The lines from the top of the data down to the line with "the meatball coated" should be repeated exactly, both ends included.

[Region pointing data]
((

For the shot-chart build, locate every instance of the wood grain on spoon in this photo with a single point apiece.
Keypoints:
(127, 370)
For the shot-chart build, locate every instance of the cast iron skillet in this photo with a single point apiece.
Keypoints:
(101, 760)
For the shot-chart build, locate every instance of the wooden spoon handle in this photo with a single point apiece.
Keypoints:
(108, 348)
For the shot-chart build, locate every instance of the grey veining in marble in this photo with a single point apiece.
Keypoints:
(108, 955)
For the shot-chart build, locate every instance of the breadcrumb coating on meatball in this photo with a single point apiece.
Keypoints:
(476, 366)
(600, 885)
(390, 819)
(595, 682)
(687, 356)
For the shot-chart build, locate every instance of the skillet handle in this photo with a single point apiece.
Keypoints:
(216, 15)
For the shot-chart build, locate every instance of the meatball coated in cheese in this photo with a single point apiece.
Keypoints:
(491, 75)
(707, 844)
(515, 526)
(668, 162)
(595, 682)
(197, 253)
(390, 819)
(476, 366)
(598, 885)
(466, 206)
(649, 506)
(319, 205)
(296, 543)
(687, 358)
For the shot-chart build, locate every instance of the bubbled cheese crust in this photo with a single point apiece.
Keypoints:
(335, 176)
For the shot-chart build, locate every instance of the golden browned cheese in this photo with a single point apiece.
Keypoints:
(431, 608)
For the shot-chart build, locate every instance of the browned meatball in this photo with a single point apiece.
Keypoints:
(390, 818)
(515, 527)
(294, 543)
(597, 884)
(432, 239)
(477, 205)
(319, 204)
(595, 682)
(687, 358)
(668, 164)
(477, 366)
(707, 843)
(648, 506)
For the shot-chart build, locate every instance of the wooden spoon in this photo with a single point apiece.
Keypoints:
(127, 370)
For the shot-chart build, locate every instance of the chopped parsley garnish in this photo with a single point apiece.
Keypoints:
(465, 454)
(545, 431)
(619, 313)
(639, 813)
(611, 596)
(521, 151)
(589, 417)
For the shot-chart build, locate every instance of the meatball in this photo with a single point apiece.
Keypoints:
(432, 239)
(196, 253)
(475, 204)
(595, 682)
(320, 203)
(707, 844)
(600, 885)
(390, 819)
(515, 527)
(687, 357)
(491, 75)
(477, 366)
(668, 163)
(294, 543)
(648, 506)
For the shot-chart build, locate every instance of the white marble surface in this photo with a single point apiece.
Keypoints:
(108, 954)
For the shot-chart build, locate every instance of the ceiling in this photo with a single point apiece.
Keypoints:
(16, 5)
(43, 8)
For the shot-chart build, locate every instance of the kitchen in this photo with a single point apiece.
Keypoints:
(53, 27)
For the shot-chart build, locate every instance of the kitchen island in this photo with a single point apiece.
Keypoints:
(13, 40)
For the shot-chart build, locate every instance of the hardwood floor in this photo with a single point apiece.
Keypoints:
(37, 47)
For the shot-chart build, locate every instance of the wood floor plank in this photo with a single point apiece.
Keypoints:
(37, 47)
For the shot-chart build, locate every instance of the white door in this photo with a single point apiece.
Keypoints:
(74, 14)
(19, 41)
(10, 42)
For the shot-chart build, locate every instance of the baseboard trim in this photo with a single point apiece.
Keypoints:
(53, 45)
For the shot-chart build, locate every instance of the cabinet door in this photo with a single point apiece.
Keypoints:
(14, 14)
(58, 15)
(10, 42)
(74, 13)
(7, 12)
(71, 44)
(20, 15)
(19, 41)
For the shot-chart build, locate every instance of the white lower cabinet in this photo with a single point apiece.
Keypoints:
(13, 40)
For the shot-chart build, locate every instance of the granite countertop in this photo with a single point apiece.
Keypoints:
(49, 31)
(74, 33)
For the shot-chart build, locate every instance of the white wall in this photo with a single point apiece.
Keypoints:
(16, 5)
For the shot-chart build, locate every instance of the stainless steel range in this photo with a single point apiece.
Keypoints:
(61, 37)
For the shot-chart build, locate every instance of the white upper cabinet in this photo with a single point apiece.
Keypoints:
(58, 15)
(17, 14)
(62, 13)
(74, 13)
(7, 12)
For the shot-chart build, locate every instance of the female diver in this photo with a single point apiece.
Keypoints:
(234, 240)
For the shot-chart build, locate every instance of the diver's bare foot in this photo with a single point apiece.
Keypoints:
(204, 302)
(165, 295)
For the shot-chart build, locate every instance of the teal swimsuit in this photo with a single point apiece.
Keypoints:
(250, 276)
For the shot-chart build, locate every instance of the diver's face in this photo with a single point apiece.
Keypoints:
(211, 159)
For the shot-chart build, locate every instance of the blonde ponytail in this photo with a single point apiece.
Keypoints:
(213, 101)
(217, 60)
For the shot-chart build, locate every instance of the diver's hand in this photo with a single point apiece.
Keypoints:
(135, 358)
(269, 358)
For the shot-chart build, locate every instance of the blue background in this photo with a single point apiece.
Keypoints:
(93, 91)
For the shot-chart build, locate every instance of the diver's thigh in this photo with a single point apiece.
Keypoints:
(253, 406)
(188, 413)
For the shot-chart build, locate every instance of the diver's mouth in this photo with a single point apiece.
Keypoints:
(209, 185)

))

(RESPONSE TO THIS EXERCISE)
For the shot-chart build, locate every instance of the wood grain on spoon in this photo with a single point apiece.
Keypoints:
(127, 370)
For the shot-chart build, locate every instance of the cast iron skillet in this photo with a single point apiece.
Keypoints:
(101, 760)
For the shot-chart build, locate every instance of the wooden spoon handle in this photo with a single point apiece.
Keypoints:
(108, 348)
For the shot-chart build, locate every instance of the grey veining in marble in this photo with a single point apiece.
Keypoints:
(108, 955)
For the shot-chart build, locate every instance of the breadcrumb coating on meatball in this photo with a single point apiece.
Keypoints:
(476, 366)
(600, 885)
(390, 819)
(595, 682)
(687, 356)
For the shot-chart build, locate every instance of the skillet handle in this photo with a single point apiece.
Keypoints:
(216, 15)
For the shot-chart build, locate every instance of the meatball coated in cheese in this photo with a single point apiece.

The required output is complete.